- [EXCERPT TO READ]
################

# Initialization

In [2]:
#import packages
import time
import pandas as pd
import numpy as np
import json
import csv
from collections import defaultdict

from selenium import webdriver
from selenium.common.exceptions import NoSuchElementException 
from selenium.webdriver.chrome.service import Service
from selenium.webdriver.common.by import By
from selenium.webdriver.support.ui import WebDriverWait
from selenium.webdriver.support import expected_conditions as EC

In [8]:
# Iniitialize container to store the reviews and relative content (run once)
data = defaultdict(list)

In [5]:
#initialize chrome driver, make sure Chrome Executer with same version of your Web browser in the current folder
driver = webdriver.Chrome()
driver.set_window_size(1120, 1000)

#url of Rate Your Music
url = 'https://rateyourmusic.com'
driver.get(url)

In [6]:
# Consent adds automatically (will create repetitions for the reviews in some case but can be handled)
# Otherwise click manually on not consenting ads
element = WebDriverWait(driver, 5).until(EC.element_to_be_clickable((By.XPATH, './/button[@class="fc-button fc-cta-consent fc-primary-button"]')))
driver.execute_script("arguments[0].click();", element)

In [7]:
# Load the data contaning a list of URLs
with open('list_urls.json', 'r') as file:
    # Load the JSON data into a Python dictionary
    urls = json.load(file)

# Scraping Function

In [10]:
def get_rym_data(url):
    """
    INPUT: RYM URL corresponding to an album
    OUTPUT: Updated dictionary containing as keys all the album ids and url_not_working
    """
    
    # Start the web browser
    driver.get(url) 

    # Detect wrong url
    try :
        driver.find_element(By.XPATH,'.//div[@class="page_error_content"]')
        data["url_not_working"].append(url)
        time.sleep(5)

################

Named-object pointing records
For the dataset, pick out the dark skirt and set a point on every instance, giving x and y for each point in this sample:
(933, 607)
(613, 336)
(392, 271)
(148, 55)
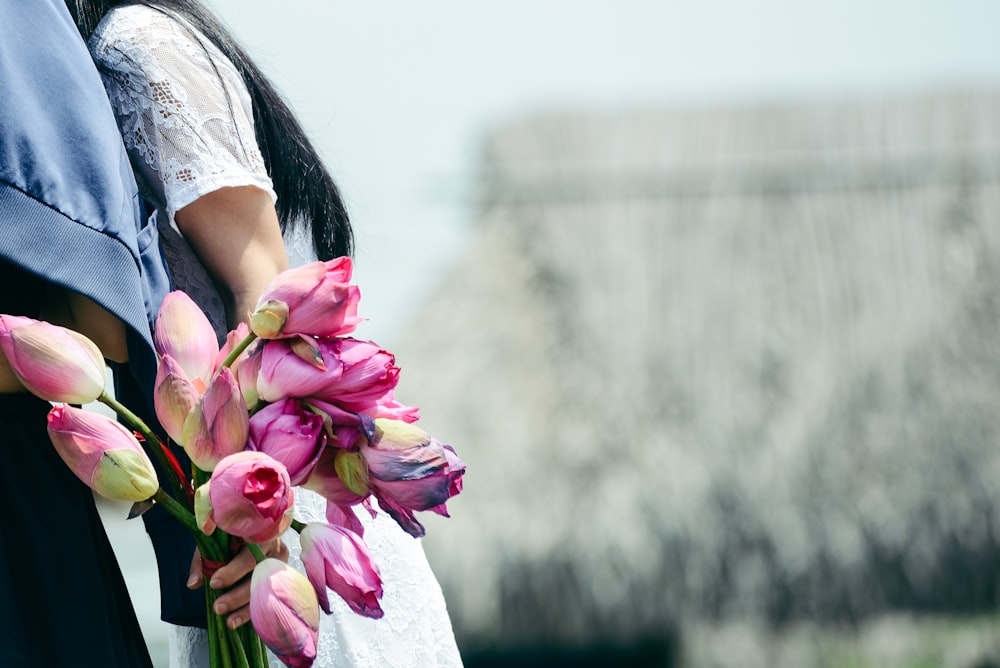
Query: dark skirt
(63, 600)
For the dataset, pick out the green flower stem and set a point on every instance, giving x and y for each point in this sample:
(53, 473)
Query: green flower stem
(239, 651)
(238, 350)
(155, 444)
(257, 553)
(180, 513)
(220, 654)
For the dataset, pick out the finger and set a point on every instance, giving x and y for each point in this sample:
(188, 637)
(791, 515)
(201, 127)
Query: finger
(195, 577)
(277, 549)
(235, 603)
(234, 570)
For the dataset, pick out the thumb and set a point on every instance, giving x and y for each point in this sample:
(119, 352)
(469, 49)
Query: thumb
(195, 578)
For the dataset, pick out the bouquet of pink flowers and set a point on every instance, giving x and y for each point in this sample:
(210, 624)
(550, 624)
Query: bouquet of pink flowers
(290, 401)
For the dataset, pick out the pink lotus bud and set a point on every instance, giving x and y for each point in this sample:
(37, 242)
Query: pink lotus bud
(218, 425)
(368, 375)
(289, 433)
(173, 397)
(286, 373)
(102, 453)
(318, 298)
(52, 362)
(337, 558)
(184, 332)
(233, 338)
(249, 495)
(344, 429)
(409, 470)
(326, 481)
(344, 516)
(285, 612)
(269, 318)
(247, 370)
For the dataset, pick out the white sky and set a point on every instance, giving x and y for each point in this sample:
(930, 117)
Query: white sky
(396, 93)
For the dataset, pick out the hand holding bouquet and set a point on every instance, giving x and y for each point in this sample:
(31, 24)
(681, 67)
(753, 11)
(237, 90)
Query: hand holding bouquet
(290, 401)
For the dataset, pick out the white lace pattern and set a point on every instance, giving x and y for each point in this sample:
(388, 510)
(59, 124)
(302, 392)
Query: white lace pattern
(187, 122)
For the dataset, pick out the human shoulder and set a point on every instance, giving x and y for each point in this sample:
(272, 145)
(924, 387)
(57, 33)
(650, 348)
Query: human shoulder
(131, 27)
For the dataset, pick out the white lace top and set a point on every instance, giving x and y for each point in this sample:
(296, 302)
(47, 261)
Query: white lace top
(186, 119)
(187, 122)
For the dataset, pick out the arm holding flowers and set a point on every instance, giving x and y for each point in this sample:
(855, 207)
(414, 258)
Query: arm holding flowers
(235, 233)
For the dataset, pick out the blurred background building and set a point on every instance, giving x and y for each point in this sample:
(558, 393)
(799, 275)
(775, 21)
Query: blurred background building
(703, 293)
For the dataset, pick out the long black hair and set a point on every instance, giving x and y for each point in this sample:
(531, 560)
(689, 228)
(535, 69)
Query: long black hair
(307, 194)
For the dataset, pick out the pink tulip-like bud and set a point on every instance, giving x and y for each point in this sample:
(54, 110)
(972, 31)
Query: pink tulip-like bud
(218, 425)
(336, 558)
(233, 338)
(174, 396)
(344, 429)
(102, 453)
(286, 373)
(326, 481)
(285, 612)
(355, 376)
(344, 516)
(247, 370)
(318, 298)
(52, 362)
(368, 375)
(269, 318)
(250, 496)
(184, 332)
(409, 470)
(289, 433)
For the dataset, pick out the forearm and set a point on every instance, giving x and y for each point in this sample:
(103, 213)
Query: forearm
(236, 235)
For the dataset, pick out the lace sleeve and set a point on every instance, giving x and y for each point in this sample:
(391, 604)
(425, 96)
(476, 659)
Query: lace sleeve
(184, 112)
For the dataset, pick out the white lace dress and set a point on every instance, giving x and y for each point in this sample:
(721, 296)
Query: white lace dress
(186, 116)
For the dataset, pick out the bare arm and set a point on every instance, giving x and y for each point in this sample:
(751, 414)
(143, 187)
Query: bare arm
(236, 235)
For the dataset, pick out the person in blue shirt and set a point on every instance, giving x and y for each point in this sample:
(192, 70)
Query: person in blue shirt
(75, 250)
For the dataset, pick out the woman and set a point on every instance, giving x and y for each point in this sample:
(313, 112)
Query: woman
(72, 240)
(229, 169)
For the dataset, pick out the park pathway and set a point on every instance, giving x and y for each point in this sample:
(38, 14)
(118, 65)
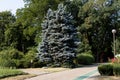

################

- [SET EXERCISE] In the Rate Your Music scraping notebook, what window size is set for the Chrome driver?

- [SOLUTION TO THE EXERCISE] 1120 by 1000.